_DOCUMENT EXTRACT_
>> BEGIN

2016 Sprinter Sacre:
Cheltenham witnessed one of the most extraordinary comebacks in the history of the Festival as Sprinter Sacre returned from the wilderness to defeat Un de Sceaux by three and a half lengths.
A brilliant winner of the same race in 2013, he had established himself as one of the outstanding chasers of the modern era in the early years of his career, but a 10-race winning run over fences ended in dramatic fashion when he was pulled up at Kempton in December of the same year and found to be suffering from an irregular heartbeat.
Sprinter Sacre was treated for the problem but was still defeated three times last season, including when pulled up in the Champion Chase. However he recorded his first success for two and a half years in a race at Cheltenham in November 2015 and somehow completed a fairytale return to the top table here.
“To come back and do that after all that time, it’s incredible,” Nicky Henderson, Sprinter Sacre’s trainer, said in emotional scenes in the winner’s enclosure. “The two years in the wilderness were dark days but there was always something there. This is completely different to where he was a couple of years ago. Everybody at the yard has put it all together.”
2015 Dodging Bullets:
Sam Twiston-Davies claimed one of his most significant victories in the saddle when guiding Dodging Bullets, bred by Frankie Dettori and with a pedigree more akin to a Derby winner than a Cheltenham hero, home to defeat 11-year-old Somersby.
A race thought by some to be a head to head between previous winners Sire De Grugy and Sprinter Sacre ultimately featured neither at the finish, with the former labouring into fourth and the latter being pulled up before the final fence.

>> END

_STATED EXERCISE A_
Turn the records from the line with "Expected: one dot placed on each instance of the green" to the line with "point(10, 159)", both included, into a two-column CSV headed request and answer. Give one row per request, with its text and its answer each in a single quoted field and line breaks replaced by spaces.
The records that follow are unrelated to the text.

(Collected data)

>> BEGIN

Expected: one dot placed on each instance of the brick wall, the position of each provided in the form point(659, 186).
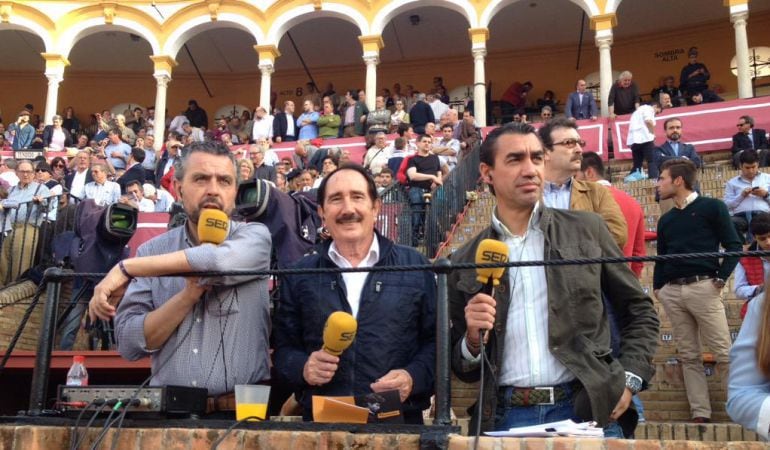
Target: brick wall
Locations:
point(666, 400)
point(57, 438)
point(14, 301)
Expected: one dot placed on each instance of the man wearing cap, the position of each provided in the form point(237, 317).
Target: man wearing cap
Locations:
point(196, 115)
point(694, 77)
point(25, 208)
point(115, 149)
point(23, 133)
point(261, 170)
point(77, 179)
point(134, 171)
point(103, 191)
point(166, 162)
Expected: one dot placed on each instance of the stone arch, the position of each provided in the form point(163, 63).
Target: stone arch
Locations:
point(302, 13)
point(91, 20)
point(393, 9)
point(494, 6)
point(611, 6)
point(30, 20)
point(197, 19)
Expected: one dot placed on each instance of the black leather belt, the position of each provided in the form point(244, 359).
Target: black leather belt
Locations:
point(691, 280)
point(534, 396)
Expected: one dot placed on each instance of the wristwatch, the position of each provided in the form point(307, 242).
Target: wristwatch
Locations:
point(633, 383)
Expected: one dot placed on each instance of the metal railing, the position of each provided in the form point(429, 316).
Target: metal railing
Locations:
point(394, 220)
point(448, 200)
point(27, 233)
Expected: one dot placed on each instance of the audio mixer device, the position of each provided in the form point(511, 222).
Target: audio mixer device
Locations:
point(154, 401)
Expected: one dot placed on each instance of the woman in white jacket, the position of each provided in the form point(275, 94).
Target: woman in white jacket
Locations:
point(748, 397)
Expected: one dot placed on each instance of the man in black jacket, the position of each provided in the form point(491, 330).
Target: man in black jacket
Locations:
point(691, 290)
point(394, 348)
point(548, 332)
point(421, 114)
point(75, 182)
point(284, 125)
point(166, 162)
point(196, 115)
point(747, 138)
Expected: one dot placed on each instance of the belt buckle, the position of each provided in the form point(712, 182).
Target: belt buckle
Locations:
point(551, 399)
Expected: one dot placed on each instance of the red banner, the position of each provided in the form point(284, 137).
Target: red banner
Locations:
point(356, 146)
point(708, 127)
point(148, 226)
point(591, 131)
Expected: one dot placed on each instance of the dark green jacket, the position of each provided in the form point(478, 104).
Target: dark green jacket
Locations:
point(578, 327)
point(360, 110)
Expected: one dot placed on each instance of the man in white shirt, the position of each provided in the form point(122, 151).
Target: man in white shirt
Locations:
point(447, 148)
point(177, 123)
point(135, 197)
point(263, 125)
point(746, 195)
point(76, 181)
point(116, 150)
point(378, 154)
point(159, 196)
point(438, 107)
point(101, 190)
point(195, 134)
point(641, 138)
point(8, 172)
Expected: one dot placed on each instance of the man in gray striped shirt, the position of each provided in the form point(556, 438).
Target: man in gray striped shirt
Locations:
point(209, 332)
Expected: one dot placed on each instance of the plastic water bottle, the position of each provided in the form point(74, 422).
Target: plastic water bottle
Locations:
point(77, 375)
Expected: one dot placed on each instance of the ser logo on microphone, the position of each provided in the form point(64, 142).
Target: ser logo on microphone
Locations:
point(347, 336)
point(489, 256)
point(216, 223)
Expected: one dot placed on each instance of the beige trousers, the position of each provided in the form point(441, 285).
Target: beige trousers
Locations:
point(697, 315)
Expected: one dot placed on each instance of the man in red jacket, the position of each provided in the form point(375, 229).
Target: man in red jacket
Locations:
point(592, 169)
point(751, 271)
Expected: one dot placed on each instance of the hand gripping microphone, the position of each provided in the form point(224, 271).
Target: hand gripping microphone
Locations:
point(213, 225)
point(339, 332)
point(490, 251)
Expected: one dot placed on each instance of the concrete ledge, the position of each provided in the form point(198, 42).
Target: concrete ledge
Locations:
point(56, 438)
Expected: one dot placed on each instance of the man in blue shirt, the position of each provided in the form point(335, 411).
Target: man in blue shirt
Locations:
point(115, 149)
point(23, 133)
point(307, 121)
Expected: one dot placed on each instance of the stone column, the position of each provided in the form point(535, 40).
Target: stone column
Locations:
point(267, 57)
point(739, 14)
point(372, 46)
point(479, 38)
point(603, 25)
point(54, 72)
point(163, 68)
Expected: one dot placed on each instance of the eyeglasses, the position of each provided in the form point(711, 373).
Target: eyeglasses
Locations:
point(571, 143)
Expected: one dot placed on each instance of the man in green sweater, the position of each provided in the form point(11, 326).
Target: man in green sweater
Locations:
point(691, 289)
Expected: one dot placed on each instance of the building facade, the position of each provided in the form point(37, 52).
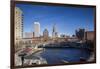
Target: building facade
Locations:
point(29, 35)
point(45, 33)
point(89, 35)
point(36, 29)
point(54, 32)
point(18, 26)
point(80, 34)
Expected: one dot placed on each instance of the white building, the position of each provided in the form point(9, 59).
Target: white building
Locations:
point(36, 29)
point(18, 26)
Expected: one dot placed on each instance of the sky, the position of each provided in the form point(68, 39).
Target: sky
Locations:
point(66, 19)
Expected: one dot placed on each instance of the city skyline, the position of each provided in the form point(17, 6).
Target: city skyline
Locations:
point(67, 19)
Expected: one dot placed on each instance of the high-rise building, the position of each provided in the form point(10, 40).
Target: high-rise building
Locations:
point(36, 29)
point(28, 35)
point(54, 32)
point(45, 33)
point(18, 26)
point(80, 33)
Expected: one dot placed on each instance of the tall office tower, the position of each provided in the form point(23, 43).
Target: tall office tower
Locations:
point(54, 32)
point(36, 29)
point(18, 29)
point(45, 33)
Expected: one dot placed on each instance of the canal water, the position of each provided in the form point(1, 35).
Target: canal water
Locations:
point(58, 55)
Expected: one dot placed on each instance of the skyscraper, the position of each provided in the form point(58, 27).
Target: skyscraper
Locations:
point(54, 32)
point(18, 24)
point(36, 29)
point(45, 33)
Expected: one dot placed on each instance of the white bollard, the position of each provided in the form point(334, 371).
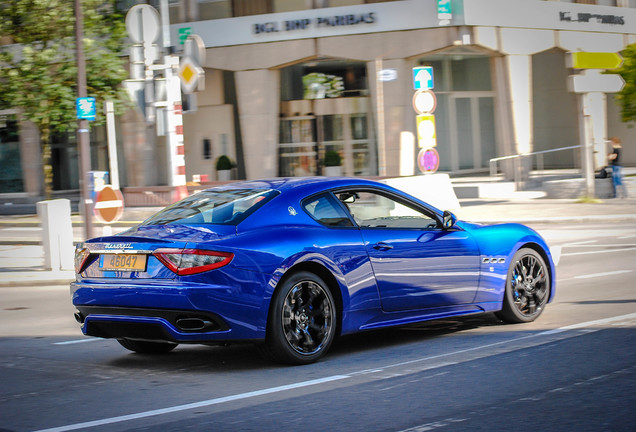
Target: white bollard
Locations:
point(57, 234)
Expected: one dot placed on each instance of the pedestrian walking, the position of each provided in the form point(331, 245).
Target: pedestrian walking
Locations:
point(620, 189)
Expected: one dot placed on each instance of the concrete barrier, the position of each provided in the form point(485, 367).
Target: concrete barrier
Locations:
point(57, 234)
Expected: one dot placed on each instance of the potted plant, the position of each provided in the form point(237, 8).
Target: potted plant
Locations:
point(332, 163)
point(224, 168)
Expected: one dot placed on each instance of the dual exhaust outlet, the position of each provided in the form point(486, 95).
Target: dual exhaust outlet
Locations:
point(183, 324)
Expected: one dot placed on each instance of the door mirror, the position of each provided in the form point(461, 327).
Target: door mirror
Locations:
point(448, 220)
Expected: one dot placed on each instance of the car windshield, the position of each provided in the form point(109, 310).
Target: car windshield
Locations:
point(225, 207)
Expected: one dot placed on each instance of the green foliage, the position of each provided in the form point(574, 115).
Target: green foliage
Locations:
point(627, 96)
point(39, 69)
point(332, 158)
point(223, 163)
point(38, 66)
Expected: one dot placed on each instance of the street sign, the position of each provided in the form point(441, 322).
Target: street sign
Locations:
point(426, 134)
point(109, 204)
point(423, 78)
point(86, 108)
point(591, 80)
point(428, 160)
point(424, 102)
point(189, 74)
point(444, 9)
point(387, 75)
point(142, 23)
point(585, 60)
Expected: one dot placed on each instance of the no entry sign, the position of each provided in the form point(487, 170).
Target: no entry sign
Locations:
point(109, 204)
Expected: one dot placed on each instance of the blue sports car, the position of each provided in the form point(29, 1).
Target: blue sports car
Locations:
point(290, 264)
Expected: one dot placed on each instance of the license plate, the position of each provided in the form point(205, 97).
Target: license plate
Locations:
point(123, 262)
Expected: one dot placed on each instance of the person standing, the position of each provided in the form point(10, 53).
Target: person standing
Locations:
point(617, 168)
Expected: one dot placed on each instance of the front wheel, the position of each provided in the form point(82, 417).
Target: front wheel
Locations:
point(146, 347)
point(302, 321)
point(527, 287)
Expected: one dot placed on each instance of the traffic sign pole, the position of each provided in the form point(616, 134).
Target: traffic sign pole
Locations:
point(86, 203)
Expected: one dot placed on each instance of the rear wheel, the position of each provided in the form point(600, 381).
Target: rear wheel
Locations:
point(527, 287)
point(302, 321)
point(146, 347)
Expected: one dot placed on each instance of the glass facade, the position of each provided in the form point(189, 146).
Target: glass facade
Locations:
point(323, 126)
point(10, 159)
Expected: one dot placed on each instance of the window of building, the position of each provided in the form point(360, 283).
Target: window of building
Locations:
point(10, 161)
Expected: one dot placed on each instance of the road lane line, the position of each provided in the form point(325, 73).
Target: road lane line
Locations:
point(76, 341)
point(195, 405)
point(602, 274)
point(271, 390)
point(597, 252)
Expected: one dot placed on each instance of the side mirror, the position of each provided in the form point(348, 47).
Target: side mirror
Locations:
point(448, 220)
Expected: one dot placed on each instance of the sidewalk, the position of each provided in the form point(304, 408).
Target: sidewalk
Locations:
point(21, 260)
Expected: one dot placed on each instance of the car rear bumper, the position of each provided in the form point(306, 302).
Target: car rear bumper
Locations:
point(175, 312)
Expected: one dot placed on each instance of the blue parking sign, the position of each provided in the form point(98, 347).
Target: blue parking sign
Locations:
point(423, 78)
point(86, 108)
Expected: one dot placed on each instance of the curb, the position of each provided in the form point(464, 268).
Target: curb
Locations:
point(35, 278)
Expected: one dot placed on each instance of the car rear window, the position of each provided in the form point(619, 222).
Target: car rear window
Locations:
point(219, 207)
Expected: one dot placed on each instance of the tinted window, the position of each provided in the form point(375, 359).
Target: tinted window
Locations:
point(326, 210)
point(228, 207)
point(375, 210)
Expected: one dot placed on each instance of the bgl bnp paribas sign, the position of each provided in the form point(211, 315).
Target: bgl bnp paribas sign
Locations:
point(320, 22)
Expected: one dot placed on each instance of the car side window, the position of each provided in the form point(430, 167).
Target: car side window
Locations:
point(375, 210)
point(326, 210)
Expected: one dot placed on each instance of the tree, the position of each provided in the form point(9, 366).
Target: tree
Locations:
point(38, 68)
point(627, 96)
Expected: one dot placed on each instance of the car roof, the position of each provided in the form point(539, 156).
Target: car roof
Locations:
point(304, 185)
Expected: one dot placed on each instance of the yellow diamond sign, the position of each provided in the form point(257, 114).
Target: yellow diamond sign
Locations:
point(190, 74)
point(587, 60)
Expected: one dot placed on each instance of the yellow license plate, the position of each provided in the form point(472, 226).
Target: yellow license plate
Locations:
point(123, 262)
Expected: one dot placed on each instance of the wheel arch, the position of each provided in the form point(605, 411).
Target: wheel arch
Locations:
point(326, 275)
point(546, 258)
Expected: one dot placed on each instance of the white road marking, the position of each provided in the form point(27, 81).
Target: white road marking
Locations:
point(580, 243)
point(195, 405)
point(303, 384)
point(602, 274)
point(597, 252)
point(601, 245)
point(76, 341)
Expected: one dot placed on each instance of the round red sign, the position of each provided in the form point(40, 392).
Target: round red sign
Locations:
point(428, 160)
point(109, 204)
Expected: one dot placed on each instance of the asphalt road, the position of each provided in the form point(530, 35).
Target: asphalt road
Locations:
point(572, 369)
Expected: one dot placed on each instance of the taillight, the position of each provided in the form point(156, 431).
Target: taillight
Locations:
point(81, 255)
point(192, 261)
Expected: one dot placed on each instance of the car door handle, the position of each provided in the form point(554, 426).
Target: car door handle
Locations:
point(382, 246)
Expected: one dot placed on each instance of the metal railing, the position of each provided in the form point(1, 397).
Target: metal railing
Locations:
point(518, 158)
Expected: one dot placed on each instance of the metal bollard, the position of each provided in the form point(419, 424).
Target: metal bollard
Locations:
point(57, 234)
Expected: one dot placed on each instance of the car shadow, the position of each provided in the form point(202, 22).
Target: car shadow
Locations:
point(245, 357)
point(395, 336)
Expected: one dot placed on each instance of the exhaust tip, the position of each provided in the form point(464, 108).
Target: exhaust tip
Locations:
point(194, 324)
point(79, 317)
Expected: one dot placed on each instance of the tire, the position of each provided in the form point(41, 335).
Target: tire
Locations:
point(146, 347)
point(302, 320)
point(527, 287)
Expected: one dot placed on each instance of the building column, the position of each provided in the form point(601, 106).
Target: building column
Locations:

>> END

_STATED EXERCISE B_
In the text on Cheltenham winners, condense the paragraph beginning "A brilliant winner of the same race in 2013" into three bullet points that keep its main facts.

_RESPONSE A_
request,answer
"Expected: one dot placed on each instance of the green foliage, the position of each provided in the form point(574, 115). Target: green foliage Locations:","point(627, 96) point(39, 69) point(332, 158) point(223, 163) point(38, 66)"
"Expected: one dot placed on each instance of the street sign, the position of each provided in the form point(441, 322). Target: street sign Locations:","point(426, 134) point(109, 204) point(423, 78) point(86, 108) point(591, 80) point(428, 160) point(424, 102) point(189, 74) point(444, 9) point(387, 75) point(142, 23) point(585, 60)"
"Expected: one dot placed on each instance of the no entry sign, the position of each provided in the form point(487, 170). Target: no entry sign Locations:","point(109, 204)"
"Expected: one dot placed on each instance of the blue sports car, the position of each provided in the form point(29, 1). Target: blue sports car Locations:","point(290, 264)"
"Expected: one dot placed on each instance of the license plate, the position of each provided in the form point(205, 97). Target: license plate Locations:","point(123, 262)"
"Expected: one dot placed on each instance of the person standing, the position of each provided in the form point(10, 53). Target: person standing Locations:","point(617, 168)"
"Expected: one dot placed on each instance of the front wheel, the position of each provided in the form point(82, 417). Target: front wheel Locations:","point(146, 347) point(302, 321) point(527, 287)"
"Expected: one dot placed on each instance of the traffic sign pole, the position of each provided in the form point(616, 134). Target: traffic sign pole Locations:","point(86, 203)"
"Expected: one dot placed on each instance of the rear wheel, the position of each provided in the form point(600, 381). Target: rear wheel Locations:","point(527, 287) point(302, 321) point(146, 347)"
"Expected: one dot placed on each instance of the glass facade, the position of each provided in the form point(189, 146). Target: glass facade Locations:","point(323, 126) point(10, 159)"

_RESPONSE B_
- Sprinter Sacre won the same race in 2013 and, early in his career, became one of the outstanding chasers of the modern era.
- His 10-race winning run over fences ended when he was pulled up at Kempton in December of that year.
- He was then found to be suffering from an irregular heartbeat.